= Problem to solve =
Only the lines from the one containing "Outlines of the white" through the one containing "List the mask of every instance of the pale" should be printed, exactly as they appear below, with both ends included.

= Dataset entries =
▬▬▬

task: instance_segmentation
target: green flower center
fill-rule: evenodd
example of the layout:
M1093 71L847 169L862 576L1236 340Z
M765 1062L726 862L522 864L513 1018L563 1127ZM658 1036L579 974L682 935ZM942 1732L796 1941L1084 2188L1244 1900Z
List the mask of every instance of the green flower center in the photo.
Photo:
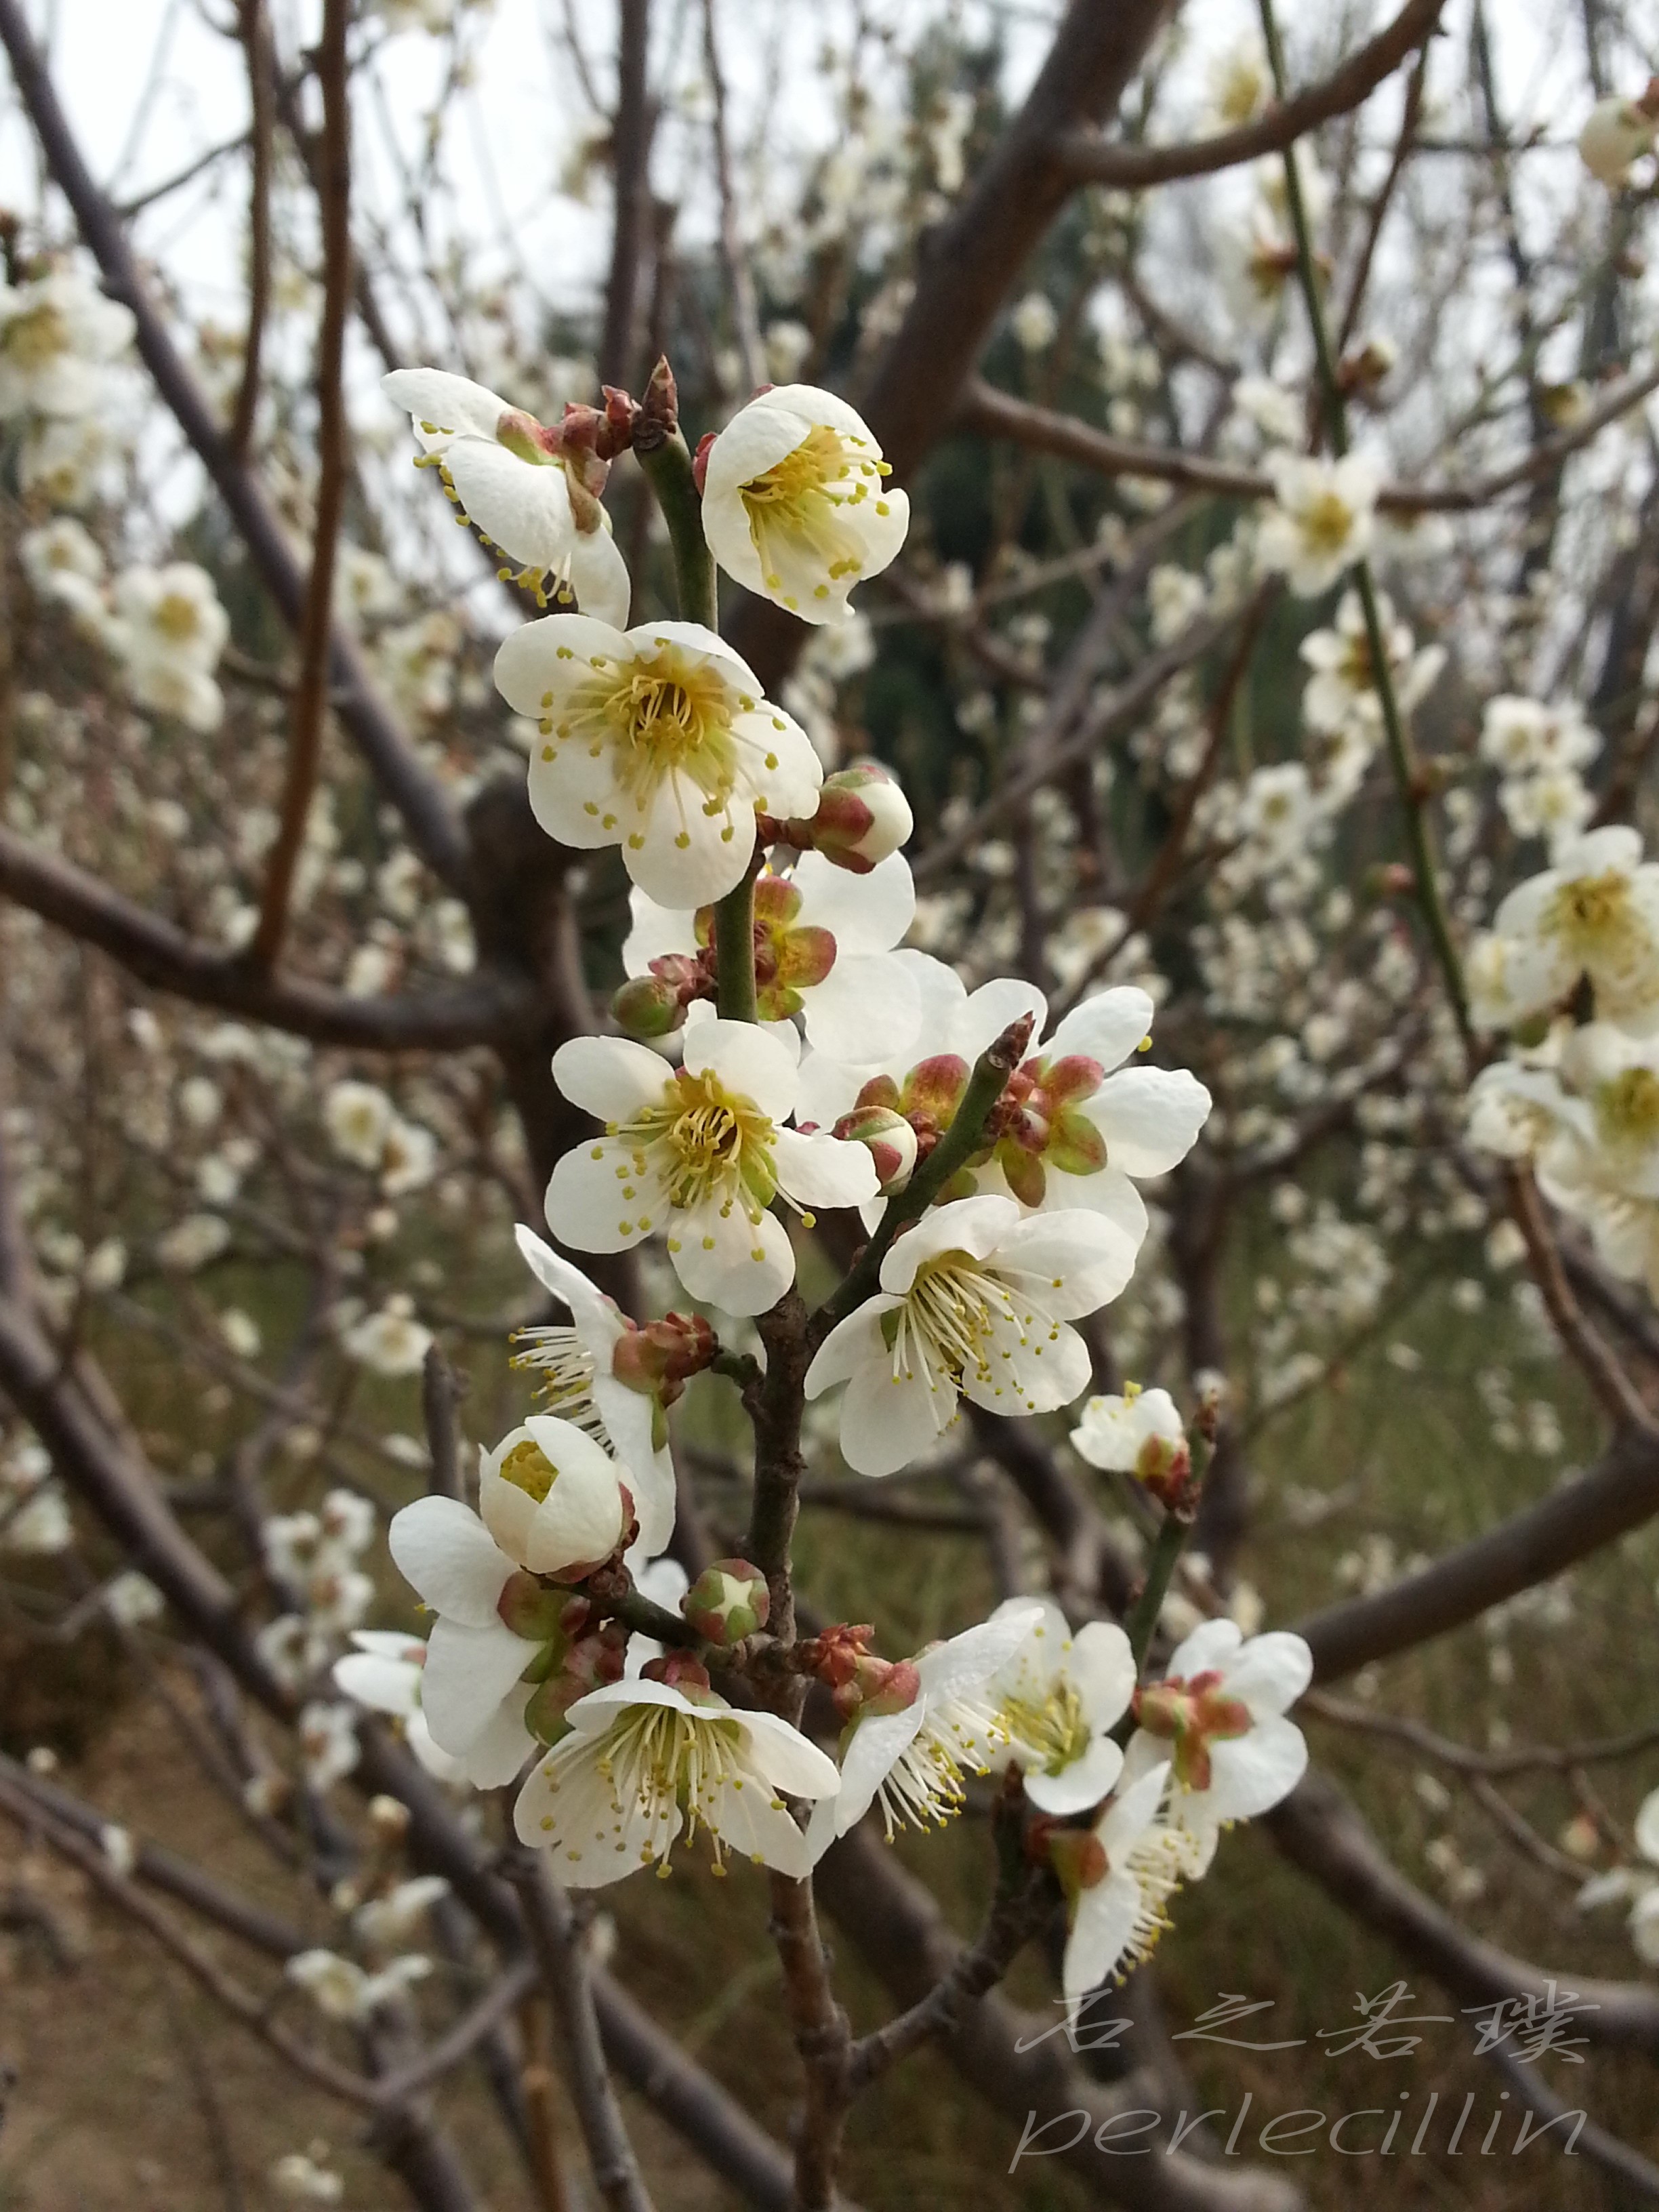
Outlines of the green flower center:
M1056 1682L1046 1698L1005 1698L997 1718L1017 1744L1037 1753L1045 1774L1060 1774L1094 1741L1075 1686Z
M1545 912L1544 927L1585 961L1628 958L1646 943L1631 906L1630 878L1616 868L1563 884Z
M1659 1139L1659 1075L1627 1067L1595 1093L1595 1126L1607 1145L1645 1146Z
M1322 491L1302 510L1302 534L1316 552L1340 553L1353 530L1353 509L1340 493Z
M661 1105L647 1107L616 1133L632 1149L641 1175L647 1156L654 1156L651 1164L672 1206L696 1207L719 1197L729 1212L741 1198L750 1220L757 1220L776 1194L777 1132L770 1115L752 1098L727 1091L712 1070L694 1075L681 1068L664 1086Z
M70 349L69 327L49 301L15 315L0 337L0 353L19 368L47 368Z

▬▬▬

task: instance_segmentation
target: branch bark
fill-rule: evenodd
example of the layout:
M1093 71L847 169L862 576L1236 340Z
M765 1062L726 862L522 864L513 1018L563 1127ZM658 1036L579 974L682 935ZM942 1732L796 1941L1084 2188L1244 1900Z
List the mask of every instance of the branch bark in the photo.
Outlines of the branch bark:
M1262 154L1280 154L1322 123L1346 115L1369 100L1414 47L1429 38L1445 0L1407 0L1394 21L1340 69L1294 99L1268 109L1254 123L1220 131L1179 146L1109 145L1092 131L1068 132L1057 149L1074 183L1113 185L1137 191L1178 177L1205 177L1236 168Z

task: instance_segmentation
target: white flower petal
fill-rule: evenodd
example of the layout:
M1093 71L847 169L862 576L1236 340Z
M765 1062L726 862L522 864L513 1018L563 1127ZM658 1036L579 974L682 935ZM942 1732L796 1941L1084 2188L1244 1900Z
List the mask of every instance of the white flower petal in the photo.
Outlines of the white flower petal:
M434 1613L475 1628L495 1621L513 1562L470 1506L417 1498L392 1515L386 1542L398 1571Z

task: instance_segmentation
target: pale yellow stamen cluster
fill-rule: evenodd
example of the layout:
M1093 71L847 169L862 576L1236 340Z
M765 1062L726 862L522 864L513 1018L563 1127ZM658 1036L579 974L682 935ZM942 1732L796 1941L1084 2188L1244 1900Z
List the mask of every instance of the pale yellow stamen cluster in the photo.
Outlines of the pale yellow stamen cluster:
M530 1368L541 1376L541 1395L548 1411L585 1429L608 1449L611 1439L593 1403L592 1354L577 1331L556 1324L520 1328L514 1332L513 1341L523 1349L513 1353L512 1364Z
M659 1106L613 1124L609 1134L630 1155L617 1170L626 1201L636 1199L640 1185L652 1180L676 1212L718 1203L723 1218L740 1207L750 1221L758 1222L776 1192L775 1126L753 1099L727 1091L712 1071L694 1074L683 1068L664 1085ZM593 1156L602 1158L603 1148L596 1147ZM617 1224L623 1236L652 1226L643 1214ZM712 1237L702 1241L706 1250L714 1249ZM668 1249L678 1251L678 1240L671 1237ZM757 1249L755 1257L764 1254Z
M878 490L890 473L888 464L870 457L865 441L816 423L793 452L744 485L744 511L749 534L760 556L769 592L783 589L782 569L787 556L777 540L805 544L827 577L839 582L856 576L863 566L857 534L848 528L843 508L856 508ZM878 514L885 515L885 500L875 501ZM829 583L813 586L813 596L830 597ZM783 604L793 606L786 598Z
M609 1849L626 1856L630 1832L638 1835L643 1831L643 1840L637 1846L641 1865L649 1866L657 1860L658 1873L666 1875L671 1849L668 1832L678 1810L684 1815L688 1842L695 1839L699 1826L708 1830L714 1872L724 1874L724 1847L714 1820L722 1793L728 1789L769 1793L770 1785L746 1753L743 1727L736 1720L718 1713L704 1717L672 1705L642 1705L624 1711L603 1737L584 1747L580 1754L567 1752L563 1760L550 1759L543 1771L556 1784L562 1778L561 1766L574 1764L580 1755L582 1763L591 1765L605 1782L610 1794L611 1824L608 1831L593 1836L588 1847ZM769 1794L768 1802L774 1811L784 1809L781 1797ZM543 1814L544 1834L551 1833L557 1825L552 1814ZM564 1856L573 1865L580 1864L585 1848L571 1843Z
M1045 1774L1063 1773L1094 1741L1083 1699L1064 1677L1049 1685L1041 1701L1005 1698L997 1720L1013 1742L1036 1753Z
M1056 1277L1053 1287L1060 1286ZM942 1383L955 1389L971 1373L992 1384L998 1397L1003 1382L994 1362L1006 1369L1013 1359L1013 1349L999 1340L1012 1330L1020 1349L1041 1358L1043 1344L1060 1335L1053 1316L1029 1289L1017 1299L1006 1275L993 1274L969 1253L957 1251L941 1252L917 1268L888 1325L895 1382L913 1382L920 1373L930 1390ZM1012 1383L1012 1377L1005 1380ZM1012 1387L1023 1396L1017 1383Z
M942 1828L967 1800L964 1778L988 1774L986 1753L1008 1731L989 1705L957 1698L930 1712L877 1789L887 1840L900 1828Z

▬▬▬

= Written reply =
Outlines of the white flower petal:
M434 1613L475 1628L495 1621L513 1562L470 1506L417 1498L392 1515L386 1542L398 1571Z

task: instance_segmentation
target: pale yellow stamen cluster
fill-rule: evenodd
example of the layout:
M1093 71L847 169L862 576L1236 340Z
M765 1062L726 862L522 864L513 1018L563 1127ZM658 1036L579 974L682 935ZM942 1732L796 1941L1084 2188L1244 1900Z
List the mask of every instance of the pale yellow stamen cluster in the photo.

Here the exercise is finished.